练习说明: 从下列各行中挑出所有包含字符串“white”的行，并逐行照抄。匹配时区分大小写。

── 练习材料 ──

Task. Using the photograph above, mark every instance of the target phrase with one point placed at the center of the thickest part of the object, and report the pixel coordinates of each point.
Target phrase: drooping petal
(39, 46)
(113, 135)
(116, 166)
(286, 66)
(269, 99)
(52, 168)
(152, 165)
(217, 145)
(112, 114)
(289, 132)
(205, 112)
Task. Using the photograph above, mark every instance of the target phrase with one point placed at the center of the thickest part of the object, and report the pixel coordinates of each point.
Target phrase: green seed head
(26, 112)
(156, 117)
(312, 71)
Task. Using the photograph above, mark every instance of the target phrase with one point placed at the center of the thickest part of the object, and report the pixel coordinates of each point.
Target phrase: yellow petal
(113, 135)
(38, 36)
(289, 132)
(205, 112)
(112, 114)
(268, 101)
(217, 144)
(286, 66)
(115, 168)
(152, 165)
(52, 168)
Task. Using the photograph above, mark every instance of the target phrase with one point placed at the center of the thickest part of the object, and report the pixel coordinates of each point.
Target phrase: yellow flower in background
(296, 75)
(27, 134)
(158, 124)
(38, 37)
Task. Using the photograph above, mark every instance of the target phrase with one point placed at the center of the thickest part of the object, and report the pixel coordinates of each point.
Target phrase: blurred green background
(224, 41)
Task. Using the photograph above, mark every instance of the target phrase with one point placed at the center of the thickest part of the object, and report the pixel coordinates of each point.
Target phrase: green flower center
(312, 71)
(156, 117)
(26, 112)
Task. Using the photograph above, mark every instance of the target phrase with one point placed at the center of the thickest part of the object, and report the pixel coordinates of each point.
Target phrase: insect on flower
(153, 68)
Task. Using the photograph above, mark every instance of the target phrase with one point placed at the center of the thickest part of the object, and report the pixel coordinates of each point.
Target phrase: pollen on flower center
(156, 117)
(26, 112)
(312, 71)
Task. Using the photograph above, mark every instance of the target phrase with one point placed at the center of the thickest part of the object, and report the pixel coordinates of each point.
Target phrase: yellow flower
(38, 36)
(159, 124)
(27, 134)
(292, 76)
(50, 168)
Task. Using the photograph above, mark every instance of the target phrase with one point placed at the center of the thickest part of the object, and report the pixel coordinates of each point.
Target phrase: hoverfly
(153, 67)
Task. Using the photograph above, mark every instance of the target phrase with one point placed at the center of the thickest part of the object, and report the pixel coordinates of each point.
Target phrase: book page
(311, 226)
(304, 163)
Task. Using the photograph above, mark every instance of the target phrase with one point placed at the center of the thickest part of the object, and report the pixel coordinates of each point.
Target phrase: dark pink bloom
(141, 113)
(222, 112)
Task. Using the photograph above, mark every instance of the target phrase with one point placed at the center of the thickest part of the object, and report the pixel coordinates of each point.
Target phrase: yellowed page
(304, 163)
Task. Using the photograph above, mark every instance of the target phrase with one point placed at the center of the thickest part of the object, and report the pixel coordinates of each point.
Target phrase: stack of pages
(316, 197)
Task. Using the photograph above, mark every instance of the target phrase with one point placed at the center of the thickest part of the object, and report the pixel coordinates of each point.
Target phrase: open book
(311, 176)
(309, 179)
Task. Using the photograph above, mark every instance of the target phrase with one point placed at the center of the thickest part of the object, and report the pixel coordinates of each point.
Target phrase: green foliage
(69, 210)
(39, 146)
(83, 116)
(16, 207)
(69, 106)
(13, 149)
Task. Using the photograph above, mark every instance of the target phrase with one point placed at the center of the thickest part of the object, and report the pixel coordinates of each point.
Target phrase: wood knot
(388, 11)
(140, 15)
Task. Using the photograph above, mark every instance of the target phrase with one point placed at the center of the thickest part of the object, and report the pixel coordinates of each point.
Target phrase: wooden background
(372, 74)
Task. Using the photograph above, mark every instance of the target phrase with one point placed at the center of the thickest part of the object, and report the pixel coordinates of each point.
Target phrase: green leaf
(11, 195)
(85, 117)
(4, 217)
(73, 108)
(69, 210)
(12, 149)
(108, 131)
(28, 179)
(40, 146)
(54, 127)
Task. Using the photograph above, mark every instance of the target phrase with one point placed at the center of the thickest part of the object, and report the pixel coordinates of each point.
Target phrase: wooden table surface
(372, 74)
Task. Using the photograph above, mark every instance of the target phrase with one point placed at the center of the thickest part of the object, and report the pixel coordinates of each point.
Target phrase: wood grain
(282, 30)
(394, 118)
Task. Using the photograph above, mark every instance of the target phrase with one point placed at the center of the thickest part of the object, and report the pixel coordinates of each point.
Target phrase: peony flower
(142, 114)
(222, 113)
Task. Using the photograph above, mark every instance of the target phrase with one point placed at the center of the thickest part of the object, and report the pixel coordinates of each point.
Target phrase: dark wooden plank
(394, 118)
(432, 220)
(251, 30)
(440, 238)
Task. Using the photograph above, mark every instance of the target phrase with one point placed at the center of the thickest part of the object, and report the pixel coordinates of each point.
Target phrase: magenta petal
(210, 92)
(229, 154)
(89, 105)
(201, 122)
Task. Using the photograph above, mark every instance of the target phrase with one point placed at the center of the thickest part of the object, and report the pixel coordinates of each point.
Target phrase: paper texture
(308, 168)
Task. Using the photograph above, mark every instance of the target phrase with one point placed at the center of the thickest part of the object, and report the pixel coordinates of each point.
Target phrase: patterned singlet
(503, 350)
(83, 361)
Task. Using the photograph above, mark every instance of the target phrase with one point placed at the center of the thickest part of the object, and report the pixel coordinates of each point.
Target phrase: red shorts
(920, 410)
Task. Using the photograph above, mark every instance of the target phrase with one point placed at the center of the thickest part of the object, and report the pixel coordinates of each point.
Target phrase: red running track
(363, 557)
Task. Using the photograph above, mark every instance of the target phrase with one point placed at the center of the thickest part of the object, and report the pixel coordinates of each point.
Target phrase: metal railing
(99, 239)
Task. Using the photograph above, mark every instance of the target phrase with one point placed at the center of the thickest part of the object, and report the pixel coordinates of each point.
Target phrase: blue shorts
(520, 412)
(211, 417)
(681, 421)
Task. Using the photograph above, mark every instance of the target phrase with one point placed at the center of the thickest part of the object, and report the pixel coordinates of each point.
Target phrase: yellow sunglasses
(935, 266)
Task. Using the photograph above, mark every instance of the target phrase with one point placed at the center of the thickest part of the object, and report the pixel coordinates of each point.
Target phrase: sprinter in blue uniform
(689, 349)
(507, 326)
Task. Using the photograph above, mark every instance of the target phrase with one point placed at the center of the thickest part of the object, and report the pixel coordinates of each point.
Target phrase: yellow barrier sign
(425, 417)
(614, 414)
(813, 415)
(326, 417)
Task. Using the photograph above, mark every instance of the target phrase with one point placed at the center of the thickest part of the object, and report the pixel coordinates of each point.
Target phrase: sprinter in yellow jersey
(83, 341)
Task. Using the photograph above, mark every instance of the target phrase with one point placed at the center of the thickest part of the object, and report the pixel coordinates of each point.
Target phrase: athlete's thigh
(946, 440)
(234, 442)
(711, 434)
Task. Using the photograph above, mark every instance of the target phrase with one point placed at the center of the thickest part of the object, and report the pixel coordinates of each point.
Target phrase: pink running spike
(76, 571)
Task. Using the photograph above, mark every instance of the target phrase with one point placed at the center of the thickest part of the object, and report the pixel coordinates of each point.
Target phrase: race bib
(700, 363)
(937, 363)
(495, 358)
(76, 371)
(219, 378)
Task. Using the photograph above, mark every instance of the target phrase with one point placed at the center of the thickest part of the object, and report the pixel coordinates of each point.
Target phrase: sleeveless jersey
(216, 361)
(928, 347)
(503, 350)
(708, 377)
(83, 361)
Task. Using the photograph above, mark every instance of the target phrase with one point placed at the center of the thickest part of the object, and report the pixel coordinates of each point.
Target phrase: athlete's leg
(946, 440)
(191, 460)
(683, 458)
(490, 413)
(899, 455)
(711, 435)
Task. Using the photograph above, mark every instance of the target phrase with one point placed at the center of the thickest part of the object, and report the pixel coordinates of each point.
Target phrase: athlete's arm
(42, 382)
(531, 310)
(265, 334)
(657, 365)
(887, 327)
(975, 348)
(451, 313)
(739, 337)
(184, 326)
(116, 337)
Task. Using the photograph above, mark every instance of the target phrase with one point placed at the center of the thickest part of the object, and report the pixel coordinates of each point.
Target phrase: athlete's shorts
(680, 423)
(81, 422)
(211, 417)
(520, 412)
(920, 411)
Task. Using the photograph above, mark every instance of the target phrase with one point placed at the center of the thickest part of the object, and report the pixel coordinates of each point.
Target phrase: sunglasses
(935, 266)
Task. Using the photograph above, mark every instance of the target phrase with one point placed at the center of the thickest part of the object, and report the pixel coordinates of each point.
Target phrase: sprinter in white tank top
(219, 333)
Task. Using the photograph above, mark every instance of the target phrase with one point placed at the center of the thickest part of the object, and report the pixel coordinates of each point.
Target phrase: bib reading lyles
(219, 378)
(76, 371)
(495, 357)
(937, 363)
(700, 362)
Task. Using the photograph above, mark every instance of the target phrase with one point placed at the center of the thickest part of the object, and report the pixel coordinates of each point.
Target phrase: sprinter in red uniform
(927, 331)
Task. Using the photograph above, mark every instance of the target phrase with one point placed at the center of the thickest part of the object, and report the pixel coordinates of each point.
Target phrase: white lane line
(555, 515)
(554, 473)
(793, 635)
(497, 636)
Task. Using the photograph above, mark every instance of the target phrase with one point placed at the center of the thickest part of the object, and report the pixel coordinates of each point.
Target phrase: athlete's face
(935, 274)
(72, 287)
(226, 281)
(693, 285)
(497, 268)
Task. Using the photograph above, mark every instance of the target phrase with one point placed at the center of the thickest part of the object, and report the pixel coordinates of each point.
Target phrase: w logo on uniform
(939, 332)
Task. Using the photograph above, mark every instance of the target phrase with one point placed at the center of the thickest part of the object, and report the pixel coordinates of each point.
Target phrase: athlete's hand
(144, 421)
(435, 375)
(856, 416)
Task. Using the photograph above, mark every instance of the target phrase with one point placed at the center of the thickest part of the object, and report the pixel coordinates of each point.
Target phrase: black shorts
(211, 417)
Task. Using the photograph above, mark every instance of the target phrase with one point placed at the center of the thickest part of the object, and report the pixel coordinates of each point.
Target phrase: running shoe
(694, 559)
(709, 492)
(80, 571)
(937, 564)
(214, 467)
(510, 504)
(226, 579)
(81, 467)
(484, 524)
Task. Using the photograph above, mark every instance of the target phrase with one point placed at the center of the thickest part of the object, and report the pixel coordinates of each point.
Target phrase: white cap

───

书面作答:
Target phrase: sprinter in white tank top
Target phrase: white lane line
Target phrase: white cap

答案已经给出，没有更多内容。